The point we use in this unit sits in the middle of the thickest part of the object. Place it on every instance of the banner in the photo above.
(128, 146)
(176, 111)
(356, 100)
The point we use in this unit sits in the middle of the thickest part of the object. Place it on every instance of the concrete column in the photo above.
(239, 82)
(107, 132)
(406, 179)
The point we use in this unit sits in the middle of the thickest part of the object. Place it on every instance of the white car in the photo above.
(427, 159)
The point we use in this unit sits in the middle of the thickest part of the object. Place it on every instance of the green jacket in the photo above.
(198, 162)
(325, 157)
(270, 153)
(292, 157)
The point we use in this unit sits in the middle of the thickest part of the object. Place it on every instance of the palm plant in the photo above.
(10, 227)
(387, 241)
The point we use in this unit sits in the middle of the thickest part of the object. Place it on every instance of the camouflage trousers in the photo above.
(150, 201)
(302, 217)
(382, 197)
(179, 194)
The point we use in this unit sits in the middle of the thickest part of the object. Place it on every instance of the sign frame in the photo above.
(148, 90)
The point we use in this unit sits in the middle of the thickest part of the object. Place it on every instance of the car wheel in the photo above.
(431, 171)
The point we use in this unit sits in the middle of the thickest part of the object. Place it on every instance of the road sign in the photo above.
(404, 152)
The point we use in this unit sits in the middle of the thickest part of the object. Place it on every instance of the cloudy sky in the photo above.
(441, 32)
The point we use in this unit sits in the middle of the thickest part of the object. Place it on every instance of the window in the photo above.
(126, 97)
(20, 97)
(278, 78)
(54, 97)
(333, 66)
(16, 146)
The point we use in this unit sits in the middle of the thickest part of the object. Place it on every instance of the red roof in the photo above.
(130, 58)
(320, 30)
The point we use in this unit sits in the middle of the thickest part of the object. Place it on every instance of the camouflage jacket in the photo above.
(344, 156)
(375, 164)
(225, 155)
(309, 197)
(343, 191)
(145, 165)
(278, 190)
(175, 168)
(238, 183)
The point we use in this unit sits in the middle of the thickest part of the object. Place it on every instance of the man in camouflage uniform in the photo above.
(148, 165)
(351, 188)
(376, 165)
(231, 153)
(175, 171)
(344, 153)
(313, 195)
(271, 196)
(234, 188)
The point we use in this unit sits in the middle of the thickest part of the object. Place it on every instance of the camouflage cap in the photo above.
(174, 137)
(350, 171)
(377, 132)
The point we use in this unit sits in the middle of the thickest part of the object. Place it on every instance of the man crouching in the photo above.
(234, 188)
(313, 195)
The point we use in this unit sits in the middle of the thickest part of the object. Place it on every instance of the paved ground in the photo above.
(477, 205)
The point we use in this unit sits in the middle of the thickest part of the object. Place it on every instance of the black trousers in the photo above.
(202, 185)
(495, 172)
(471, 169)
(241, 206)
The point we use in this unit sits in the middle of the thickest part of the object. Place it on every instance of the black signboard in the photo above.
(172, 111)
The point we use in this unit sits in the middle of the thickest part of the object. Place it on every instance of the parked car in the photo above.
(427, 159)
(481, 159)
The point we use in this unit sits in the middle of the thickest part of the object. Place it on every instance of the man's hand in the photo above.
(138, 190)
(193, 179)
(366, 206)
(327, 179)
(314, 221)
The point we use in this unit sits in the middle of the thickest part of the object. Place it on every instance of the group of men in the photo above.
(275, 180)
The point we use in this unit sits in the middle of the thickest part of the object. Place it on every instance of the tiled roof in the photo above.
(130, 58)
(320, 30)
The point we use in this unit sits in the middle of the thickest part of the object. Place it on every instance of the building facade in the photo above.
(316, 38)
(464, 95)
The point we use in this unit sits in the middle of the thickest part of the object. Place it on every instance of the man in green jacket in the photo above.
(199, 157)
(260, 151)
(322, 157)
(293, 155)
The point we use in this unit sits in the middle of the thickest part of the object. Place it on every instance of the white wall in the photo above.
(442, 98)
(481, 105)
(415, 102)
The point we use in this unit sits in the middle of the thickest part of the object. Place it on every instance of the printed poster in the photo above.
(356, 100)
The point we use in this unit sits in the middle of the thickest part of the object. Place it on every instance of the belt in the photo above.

::::::

* Your goal: Reproduce each entry above exactly, keeping every character.

* Result:
The point we use in this unit sits in the middle of the thickest part of the object. Place it on every instance of the banner in the photo above.
(128, 146)
(176, 111)
(356, 100)
The point we use in this unit sits in the middle of the thickest part of the object. Place it on every instance of the concrete column in the photo above.
(239, 82)
(107, 132)
(406, 179)
The point we use in this unit sits in the middle of the thickest part of the object. Place it on every instance of the white car in the photo above.
(427, 159)
The point we use in this unit sits in the middle of the thickest part of the object. Place it on every instance of the green jacket in the photo above.
(198, 162)
(325, 157)
(270, 153)
(292, 157)
The point we use in this unit sits in the middle of the thickest part of the object. Place it on every instance of the palm plant in the photo above.
(10, 227)
(387, 241)
The point we use in this unit sits in the middle of the thickest part of the object. Place it on every instance of the camouflage trousers in the photo above.
(150, 201)
(302, 217)
(382, 197)
(179, 194)
The point we use in this unit sits in the middle of the thickest part of the object. Place it on every instance of the sign frame in the photo above.
(148, 90)
The point we use in this unit sits in the middle of the thickest part of the object. Place it on every instance of the car wheel in the photo above.
(431, 171)
The point we use in this unit sits in the middle of the thickest part of the object. Place it on every instance of the road sign in the photo above.
(404, 152)
The point we use in this unit sits in the middle of the thickest part of the object. Place it on every instance of the cloudy sky in the photo above.
(441, 32)
The point we use in this unit sits in the middle of the thickest part of the object. Place it on every instance of the window in the photo above.
(126, 97)
(20, 97)
(278, 78)
(54, 97)
(333, 66)
(16, 146)
The point we use in this unit sits in the middle of the thickest part of the object. Place it on every instance of the red roof in the photo above.
(130, 58)
(320, 30)
The point we use in this unit sits in the middle of the thickest part of the object. Place it on every instance of the camouflage jacket in the photo above.
(344, 156)
(375, 164)
(225, 155)
(309, 197)
(343, 191)
(145, 165)
(278, 190)
(175, 168)
(238, 183)
The point we use in this unit sits in the middle of the thickest part of the object. Place it on every instance of the man in camouflage uniform in the photo above.
(148, 165)
(351, 188)
(376, 165)
(231, 153)
(175, 171)
(344, 153)
(313, 195)
(271, 196)
(234, 188)
The point we use in this unit sits in the middle of the thickest part of the object. Place it on every instance of the camouflage cap in the photo above.
(174, 137)
(350, 171)
(377, 132)
The point we use in this unit sits in the middle of the thickest part of the object. Place it on every instance of the man crouching in the photo above.
(234, 188)
(313, 195)
The point we use in this unit sits in the middle of the thickest part of the object. Place it on every instance of the paved ground in the photo above.
(477, 205)
The point we use in this unit sits in the middle of the thickest part of the object. Place it on every instance of the black trousers in the photo above.
(202, 185)
(495, 172)
(471, 169)
(241, 206)
The point we use in this unit sits in the middle of the thickest part of the object. Place it on every instance of the black signboard in the photo above.
(172, 111)
The point we use in this unit sits in the middle of the thickest part of the object. Place it on every instance of the parked car in the photo above.
(427, 159)
(481, 159)
The point we use in this unit sits in the middle of the thickest part of the object. Place it on every instance of the man's hand in the photo above.
(138, 190)
(193, 179)
(366, 206)
(327, 179)
(314, 221)
The point we use in this unit sits in the middle of the thickest part of the object. Place it on every instance of the group of men in the photo above.
(275, 180)
The point we use in this unit sits in the middle of the thickest part of the object. Place it on every instance of the tiled roof in the photo above.
(130, 58)
(320, 30)
The point we use in this unit sits in the middle of the thickest part of the object. Place it on every instance of the building facade in the photo above.
(316, 38)
(464, 95)
The point we use in this unit sits in the middle of the thickest part of the object. Place it on every instance of the man in green jacket in the photo above.
(199, 157)
(260, 151)
(322, 157)
(293, 155)
The point we use in this unit sits in the middle of the thickest part of the object. Place it on every instance of the white wall in the photo above.
(442, 98)
(481, 105)
(415, 102)
The point we use in this unit sits in the middle of the thickest part of the object. Place it on every instance of the printed poster in the photo above.
(356, 100)
The point we use in this unit sits in the middle of the thickest part of the object. Place it on every instance of the belt in the photo above.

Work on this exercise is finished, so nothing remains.